Run: cd gateway && ./.venv/bin/pytest tests/test_observability_helpers.py -q Expected: PASS (4 passed).

  • [ ] Step 5: Lint + commit
cd gateway && ./.venv/bin/ruff format app/observability_helpers.py tests/test_observability_helpers.py && ./.venv/bin/ruff check app/observability_helpers.py tests/test_observability_helpers.py && ./.venv/bin/mypy app
cd .. && git add gateway/app/observability_helpers.py gateway/tests/test_observability_helpers.py && git commit -s -m "feat(m3-f2): gateway domain-span helpers (@traced + record_attributes)"

Task 2: API observability_helpers.py

Files:

  • Create: api/app/observability_helpers.py (identical surface to Task 1; change _TRACER_NAME = "lq-ai-api")

  • Test: api/tests/test_observability_helpers.py (copy Task 1's test, from app.observability_helpers import ...)

  • [ ] Step 1: Copy the Task 1 test file to api/tests/test_observability_helpers.py verbatim (imports already use app.observability_helpers).

  • [ ] Step 2: Run cd api && ./.venv/bin/pytest tests/test_observability_helpers.py -q → FAIL (module missing).

  • [ ] Step 3: Copy Task 1's observability_helpers.py to api/app/, change _TRACER_NAME = "lq-ai-api" and the module docstring "gateway"→"api".

  • [ ] Step 4: Run → PASS (4 passed).

▶ [Entries shown]:
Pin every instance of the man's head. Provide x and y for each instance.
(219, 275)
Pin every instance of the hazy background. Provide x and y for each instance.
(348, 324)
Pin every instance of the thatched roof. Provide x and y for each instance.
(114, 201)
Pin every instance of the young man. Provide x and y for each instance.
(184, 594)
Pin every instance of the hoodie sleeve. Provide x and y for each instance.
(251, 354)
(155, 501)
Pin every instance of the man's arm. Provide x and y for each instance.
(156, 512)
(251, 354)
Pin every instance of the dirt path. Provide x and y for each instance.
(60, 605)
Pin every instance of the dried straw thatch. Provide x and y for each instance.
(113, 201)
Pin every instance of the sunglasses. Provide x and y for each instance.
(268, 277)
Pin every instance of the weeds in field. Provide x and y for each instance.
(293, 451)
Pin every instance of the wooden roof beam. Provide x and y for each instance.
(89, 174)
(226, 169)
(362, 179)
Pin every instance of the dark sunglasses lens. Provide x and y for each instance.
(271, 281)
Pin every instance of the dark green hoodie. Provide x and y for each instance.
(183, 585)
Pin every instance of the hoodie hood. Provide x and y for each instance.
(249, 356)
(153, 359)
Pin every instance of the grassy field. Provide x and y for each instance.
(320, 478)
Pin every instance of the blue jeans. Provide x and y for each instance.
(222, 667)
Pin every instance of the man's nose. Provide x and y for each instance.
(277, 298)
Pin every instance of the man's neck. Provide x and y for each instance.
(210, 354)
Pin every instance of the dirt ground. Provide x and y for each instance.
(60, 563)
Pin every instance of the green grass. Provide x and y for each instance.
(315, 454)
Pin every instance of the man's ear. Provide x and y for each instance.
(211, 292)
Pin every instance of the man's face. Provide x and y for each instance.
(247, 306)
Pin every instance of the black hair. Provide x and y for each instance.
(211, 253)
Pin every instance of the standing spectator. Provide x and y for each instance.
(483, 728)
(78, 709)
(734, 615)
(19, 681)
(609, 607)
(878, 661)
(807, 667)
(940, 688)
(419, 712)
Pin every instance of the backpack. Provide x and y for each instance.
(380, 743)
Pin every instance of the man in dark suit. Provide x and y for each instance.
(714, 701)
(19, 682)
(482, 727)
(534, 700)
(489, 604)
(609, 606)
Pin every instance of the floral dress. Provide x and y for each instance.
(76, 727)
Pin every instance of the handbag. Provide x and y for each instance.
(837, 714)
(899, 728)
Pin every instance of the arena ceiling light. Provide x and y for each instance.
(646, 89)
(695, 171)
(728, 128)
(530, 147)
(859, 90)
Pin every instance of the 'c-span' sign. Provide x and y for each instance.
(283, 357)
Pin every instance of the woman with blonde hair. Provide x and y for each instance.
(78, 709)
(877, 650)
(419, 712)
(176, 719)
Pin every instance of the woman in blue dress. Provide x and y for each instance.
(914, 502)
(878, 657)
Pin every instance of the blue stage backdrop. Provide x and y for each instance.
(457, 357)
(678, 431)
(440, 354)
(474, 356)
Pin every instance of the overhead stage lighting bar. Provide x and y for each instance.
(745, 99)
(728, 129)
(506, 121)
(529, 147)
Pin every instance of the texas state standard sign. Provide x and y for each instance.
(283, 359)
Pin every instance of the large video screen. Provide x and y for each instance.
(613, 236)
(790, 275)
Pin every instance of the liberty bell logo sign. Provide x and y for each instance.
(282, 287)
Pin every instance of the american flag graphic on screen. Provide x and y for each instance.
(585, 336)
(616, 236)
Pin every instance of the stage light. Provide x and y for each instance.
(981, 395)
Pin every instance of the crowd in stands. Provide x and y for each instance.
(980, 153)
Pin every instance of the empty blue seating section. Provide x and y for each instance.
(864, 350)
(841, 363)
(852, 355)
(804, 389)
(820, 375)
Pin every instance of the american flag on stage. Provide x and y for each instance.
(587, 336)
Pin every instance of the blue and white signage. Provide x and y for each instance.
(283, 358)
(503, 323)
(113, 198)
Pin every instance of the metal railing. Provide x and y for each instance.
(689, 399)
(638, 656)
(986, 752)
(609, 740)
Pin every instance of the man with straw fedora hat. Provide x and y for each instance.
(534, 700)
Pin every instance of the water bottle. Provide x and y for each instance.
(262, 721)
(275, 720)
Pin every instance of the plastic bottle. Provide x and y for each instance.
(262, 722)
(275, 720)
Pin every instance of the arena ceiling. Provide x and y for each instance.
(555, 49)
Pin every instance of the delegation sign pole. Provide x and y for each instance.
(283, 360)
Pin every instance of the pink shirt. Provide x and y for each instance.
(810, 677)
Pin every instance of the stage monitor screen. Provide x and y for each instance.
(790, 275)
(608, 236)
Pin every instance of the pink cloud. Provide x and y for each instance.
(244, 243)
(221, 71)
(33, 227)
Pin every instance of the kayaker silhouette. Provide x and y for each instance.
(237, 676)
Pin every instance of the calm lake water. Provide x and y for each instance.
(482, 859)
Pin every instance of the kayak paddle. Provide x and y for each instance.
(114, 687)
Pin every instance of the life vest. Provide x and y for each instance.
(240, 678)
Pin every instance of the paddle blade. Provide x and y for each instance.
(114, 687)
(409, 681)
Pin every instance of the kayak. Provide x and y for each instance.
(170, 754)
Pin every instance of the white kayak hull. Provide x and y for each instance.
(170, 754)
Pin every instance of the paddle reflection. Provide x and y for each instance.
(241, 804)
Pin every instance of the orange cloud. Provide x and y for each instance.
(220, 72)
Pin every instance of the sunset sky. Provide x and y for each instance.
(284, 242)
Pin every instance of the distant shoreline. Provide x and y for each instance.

▶ [Requirements]:
• a. Copy out the rows word for word, beginning with the line that contains "Pin every instance of the paddle blade." and going on through the final row.
• b. Keep writing the observability helpers plan from the point where it stops.

▶ [Responses per task]:
• a.
Pin every instance of the paddle blade. Provide x and y for each instance.
(114, 687)
(409, 681)
Pin every instance of the kayak. Provide x and y for each instance.
(170, 754)
Pin every instance of the white kayak hull. Provide x and y for each instance.
(170, 754)
Pin every instance of the paddle reflection. Provide x and y for each instance.
(241, 804)
Pin every instance of the orange cloud. Provide x and y for each instance.
(220, 72)
Pin every instance of the sunset sky. Provide x and y for each instance.
(284, 242)
Pin every instance of the distant shoreline. Provide x and y for each instance.

• b.
  • [ ] Step 5: cd api && ./.venv/bin/ruff format ... && ./.venv/bin/ruff check ... && ./.venv/bin/mypy app; commit feat(m3-f2): api domain-span helpers (mirror of gateway).


Task 3: Anonymization spans + counts accessor + the guarantee test

Files:

  • Modify: gateway/app/anonymization/mapper.py (add entity_counts()), gateway/app/anonymization/middleware.py:61-114 (pre span), and the post seam.

  • Test: gateway/tests/test_anonymization_observability.py

  • [ ] Step 1: Write the failing guarantee test

# gateway/tests/test_anonymization_observability.py
"""Anonymization-of-attributes guarantee (M3-F2).

Span attributes for anonymization must carry COUNTS and TYPES only —
never raw entity values. If a future change leaks a PERSON name or a
MATTER_NUMBER into a span attribute, this test fails.
"""

from __future__ import annotations

import pytest
from opentelemetry import trace
from opentelemetry.sdk.trace import TracerProvider
from opentelemetry.sdk.trace.export import SimpleSpanProcessor
from opentelemetry.sdk.trace.export.in_memory_span_exporter import InMemorySpanExporter

from app.anonymization.anonymizer import Anonymizer  # adjust import to the real path
from app.anonymization.middleware import pre_anonymize_request
# build a ChatCompletionRequest + AnonymizationConfig fixture mirroring
# existing tests in gateway/tests/ (reuse the anonymization test helpers).


@pytest.fixture(scope="module")
def span_exporter() -> InMemorySpanExporter:
    exporter = InMemorySpanExporter()
    provider = trace.get_tracer_provider()
    if not isinstance(provider, TracerProvider):
        provider = TracerProvider()
        trace.set_tracer_provider(provider)
    provider.add_span_processor(SimpleSpanProcessor(exporter))
    return exporter


@pytest.mark.unit
def test_entity_count_attribute_is_int_never_names(span_exporter, ...) -> None:
    span_exporter.clear()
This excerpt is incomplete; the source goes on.